Give back all of the data exactly as it stands, with the pictures removed.

------ Dataset ------

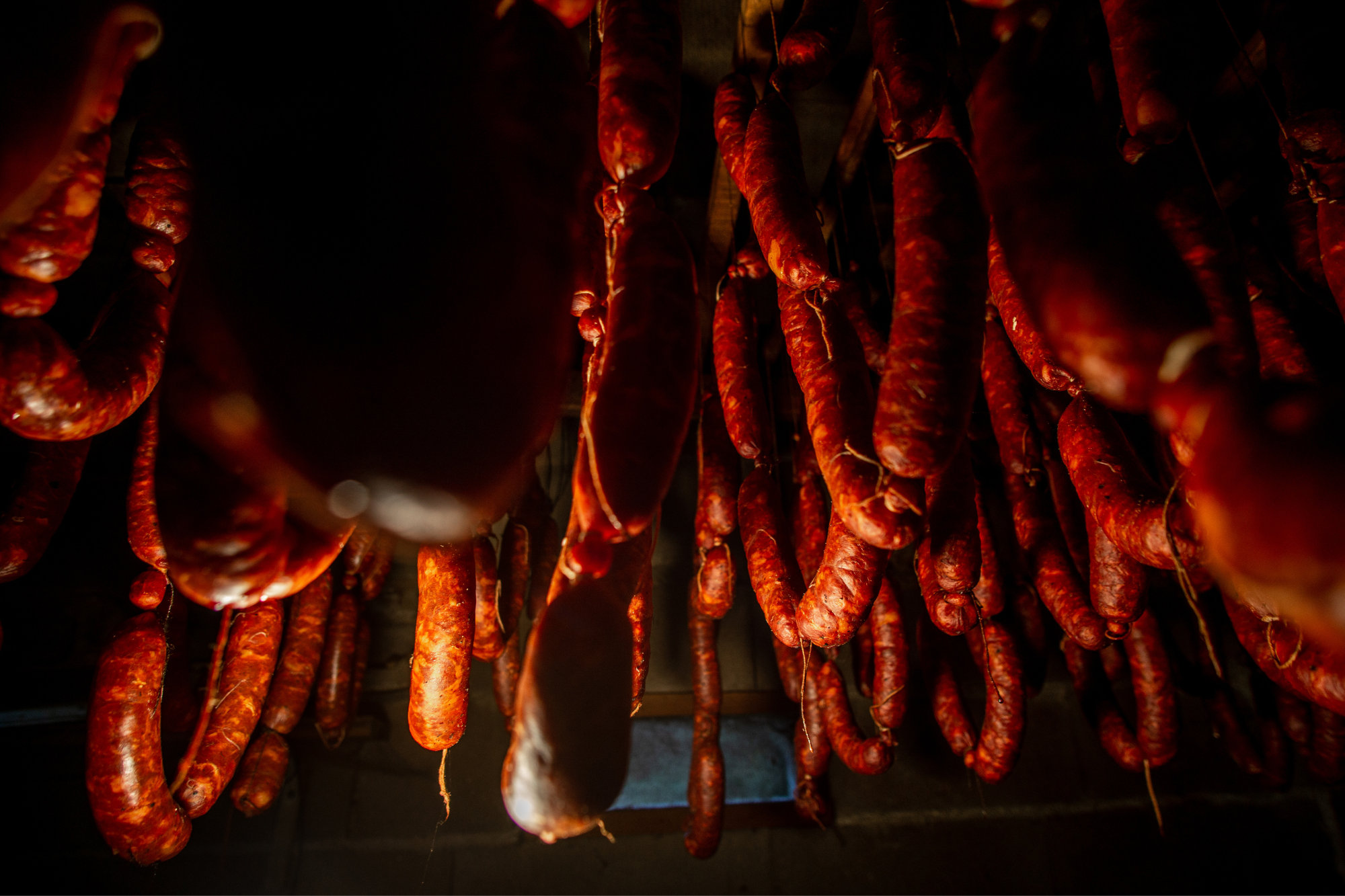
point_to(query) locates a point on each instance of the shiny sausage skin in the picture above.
(1001, 732)
(1156, 698)
(149, 589)
(778, 196)
(1312, 670)
(837, 603)
(1035, 520)
(262, 774)
(891, 661)
(443, 658)
(1108, 290)
(814, 44)
(249, 662)
(638, 411)
(572, 724)
(1101, 708)
(159, 188)
(48, 483)
(143, 532)
(1027, 339)
(735, 100)
(938, 309)
(860, 754)
(299, 655)
(488, 637)
(53, 393)
(332, 690)
(1118, 491)
(124, 767)
(1117, 583)
(809, 509)
(705, 786)
(909, 54)
(829, 364)
(954, 534)
(738, 374)
(640, 89)
(774, 573)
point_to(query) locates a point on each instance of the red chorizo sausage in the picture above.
(638, 411)
(249, 662)
(938, 311)
(778, 196)
(262, 774)
(54, 393)
(572, 724)
(775, 576)
(143, 532)
(705, 786)
(336, 670)
(124, 768)
(954, 533)
(1118, 491)
(829, 364)
(640, 89)
(891, 661)
(837, 603)
(736, 372)
(1108, 290)
(1027, 339)
(814, 44)
(299, 655)
(1035, 522)
(488, 637)
(443, 658)
(48, 483)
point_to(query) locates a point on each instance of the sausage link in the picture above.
(930, 376)
(1027, 339)
(860, 754)
(488, 637)
(638, 411)
(124, 768)
(1156, 698)
(738, 374)
(143, 532)
(1118, 491)
(891, 661)
(443, 658)
(775, 576)
(829, 364)
(640, 89)
(48, 483)
(262, 774)
(572, 725)
(778, 196)
(705, 786)
(954, 534)
(332, 690)
(809, 509)
(299, 655)
(1035, 521)
(1001, 732)
(249, 663)
(837, 603)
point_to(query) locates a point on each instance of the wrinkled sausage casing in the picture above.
(443, 658)
(572, 723)
(938, 306)
(640, 89)
(638, 411)
(124, 767)
(249, 662)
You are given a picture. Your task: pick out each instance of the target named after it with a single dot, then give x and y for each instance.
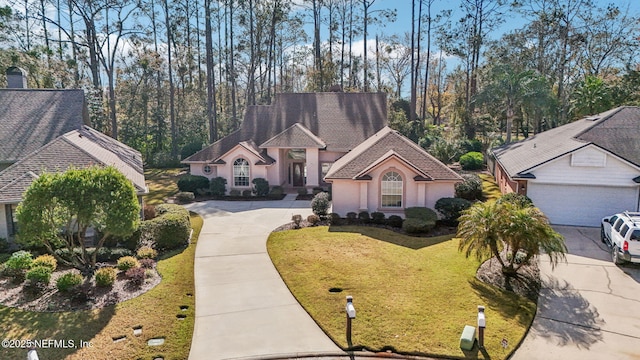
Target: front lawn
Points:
(412, 295)
(156, 312)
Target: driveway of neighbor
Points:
(243, 308)
(588, 308)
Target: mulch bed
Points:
(51, 300)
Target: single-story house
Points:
(47, 130)
(313, 139)
(579, 172)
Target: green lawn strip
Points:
(412, 301)
(155, 311)
(162, 183)
(490, 189)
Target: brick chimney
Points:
(16, 78)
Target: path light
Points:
(481, 325)
(351, 314)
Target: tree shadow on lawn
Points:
(64, 327)
(415, 243)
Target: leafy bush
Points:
(297, 219)
(46, 261)
(320, 204)
(420, 213)
(105, 276)
(136, 276)
(417, 226)
(515, 199)
(39, 276)
(191, 183)
(147, 263)
(260, 186)
(472, 161)
(364, 217)
(68, 281)
(146, 252)
(395, 221)
(127, 262)
(185, 197)
(452, 208)
(313, 219)
(149, 212)
(470, 189)
(18, 264)
(218, 186)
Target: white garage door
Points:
(581, 205)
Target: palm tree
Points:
(517, 226)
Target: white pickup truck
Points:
(621, 232)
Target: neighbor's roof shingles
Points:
(615, 130)
(31, 118)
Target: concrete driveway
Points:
(588, 308)
(243, 308)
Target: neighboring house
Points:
(312, 139)
(579, 172)
(46, 130)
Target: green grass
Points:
(155, 311)
(412, 295)
(162, 184)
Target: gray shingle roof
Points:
(383, 145)
(340, 120)
(31, 118)
(616, 130)
(78, 148)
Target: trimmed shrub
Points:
(260, 186)
(470, 189)
(297, 219)
(106, 276)
(149, 211)
(191, 183)
(39, 276)
(519, 200)
(320, 204)
(136, 276)
(18, 264)
(395, 221)
(47, 261)
(185, 197)
(146, 252)
(364, 217)
(421, 213)
(147, 263)
(377, 217)
(127, 262)
(472, 161)
(218, 186)
(417, 226)
(451, 209)
(313, 219)
(68, 282)
(335, 219)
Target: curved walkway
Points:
(243, 308)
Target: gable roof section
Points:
(79, 148)
(383, 145)
(340, 120)
(615, 131)
(31, 118)
(296, 136)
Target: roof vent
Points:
(16, 78)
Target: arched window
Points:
(241, 172)
(391, 190)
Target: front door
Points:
(298, 173)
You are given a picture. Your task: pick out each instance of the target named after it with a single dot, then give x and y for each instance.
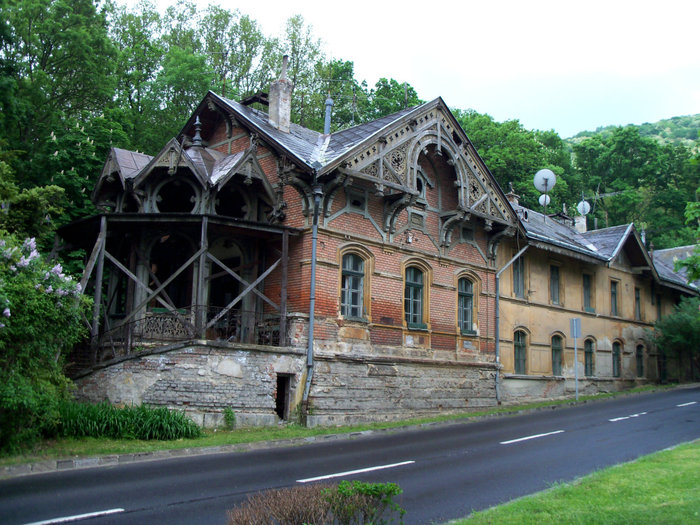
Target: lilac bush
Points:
(42, 318)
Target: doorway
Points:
(282, 397)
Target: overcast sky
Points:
(567, 66)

------

▸ Written reply:
point_to(query) locates a point on each instance of the shiny sausage skin in the picture above.
(1001, 732)
(1156, 698)
(149, 589)
(778, 196)
(1312, 670)
(837, 603)
(1035, 520)
(262, 774)
(891, 661)
(443, 658)
(1108, 290)
(814, 44)
(249, 662)
(638, 411)
(572, 724)
(1101, 708)
(159, 188)
(48, 483)
(143, 532)
(1027, 339)
(735, 100)
(938, 309)
(860, 754)
(299, 655)
(488, 637)
(53, 393)
(332, 690)
(1118, 491)
(124, 767)
(1117, 583)
(809, 509)
(705, 786)
(909, 54)
(829, 364)
(954, 534)
(738, 374)
(640, 89)
(774, 573)
point_to(query) locates a point on each instance of the red chorizo sausage in the picture above.
(638, 411)
(249, 662)
(938, 311)
(778, 196)
(262, 774)
(54, 393)
(572, 724)
(775, 576)
(143, 532)
(705, 786)
(336, 670)
(124, 768)
(954, 533)
(1118, 491)
(829, 364)
(640, 89)
(891, 661)
(837, 603)
(736, 372)
(1108, 290)
(1027, 339)
(814, 44)
(299, 655)
(1035, 522)
(488, 637)
(443, 658)
(48, 483)
point_to(query) locates a point on each instance of the sausage link in the picture above.
(930, 376)
(1027, 339)
(860, 754)
(488, 637)
(638, 411)
(124, 768)
(1156, 698)
(738, 374)
(143, 532)
(1118, 491)
(891, 661)
(443, 658)
(775, 576)
(829, 364)
(640, 89)
(48, 483)
(262, 774)
(572, 725)
(778, 196)
(705, 786)
(954, 534)
(332, 690)
(809, 509)
(299, 655)
(1035, 521)
(1001, 732)
(249, 663)
(837, 603)
point_to(query) locates a point on each instance of the wrinkled sausage casing in the picture above.
(443, 658)
(572, 723)
(938, 306)
(640, 89)
(638, 411)
(124, 767)
(249, 662)
You are given a picture. Your task: pick out each instance of the target named after it with a single dot, then give x and y for each instance.
Target: front lawn
Points:
(412, 295)
(156, 312)
Target: driveway of neighbor
Points:
(243, 308)
(588, 308)
Target: mulch bed
Points:
(51, 300)
Target: single-story house
Points:
(47, 130)
(313, 139)
(579, 172)
Target: green lawn strip
Points:
(412, 301)
(155, 311)
(162, 183)
(490, 189)
Target: brick chimney
Points:
(16, 78)
Target: path light
Points:
(481, 325)
(351, 314)
Target: tree shadow on lawn
Points:
(64, 327)
(415, 243)
Target: leafy bush
Points:
(297, 219)
(46, 261)
(320, 204)
(420, 213)
(105, 276)
(136, 276)
(417, 226)
(515, 199)
(39, 276)
(191, 183)
(147, 263)
(260, 186)
(472, 161)
(364, 217)
(68, 281)
(146, 252)
(395, 221)
(127, 262)
(185, 197)
(452, 208)
(313, 219)
(149, 212)
(470, 189)
(18, 264)
(218, 186)
Target: white garage door
Points:
(581, 205)
Target: palm tree
Points:
(517, 226)
Target: white pickup truck
Points:
(621, 232)
Target: neighbor's roof shingles
Points:
(615, 130)
(31, 118)
Target: concrete driveway
Points:
(588, 308)
(243, 308)
Target: neighboring house
Points:
(312, 139)
(579, 172)
(46, 130)
Target: green grass
Points:
(155, 311)
(412, 295)
(162, 184)
Target: gray shingle roof
Points:
(383, 145)
(340, 120)
(31, 118)
(616, 130)
(78, 148)
Target: trimmed shrub
Points:
(260, 186)
(470, 189)
(297, 219)
(106, 276)
(149, 211)
(191, 183)
(39, 276)
(519, 200)
(320, 204)
(136, 276)
(18, 264)
(395, 221)
(47, 261)
(185, 197)
(146, 252)
(364, 217)
(421, 213)
(147, 263)
(377, 217)
(127, 262)
(472, 161)
(218, 186)
(417, 226)
(451, 209)
(313, 219)
(68, 282)
(335, 219)
Target: curved walkway
Points:
(243, 308)
Target: gable roof section
Points:
(79, 148)
(383, 145)
(340, 120)
(615, 131)
(31, 118)
(296, 136)
Target: roof vent
Points:
(16, 78)
Target: arched window
Points:
(241, 172)
(391, 190)
Target: front door
Points:
(298, 173)
You are given a picture. Your task: pick out each instance of the target named after it with a single dot, then give x and y for each instance.
Target: lilac bush
Points:
(42, 318)
Target: doorway
Points:
(282, 397)
Target: overcast sky
Points:
(567, 66)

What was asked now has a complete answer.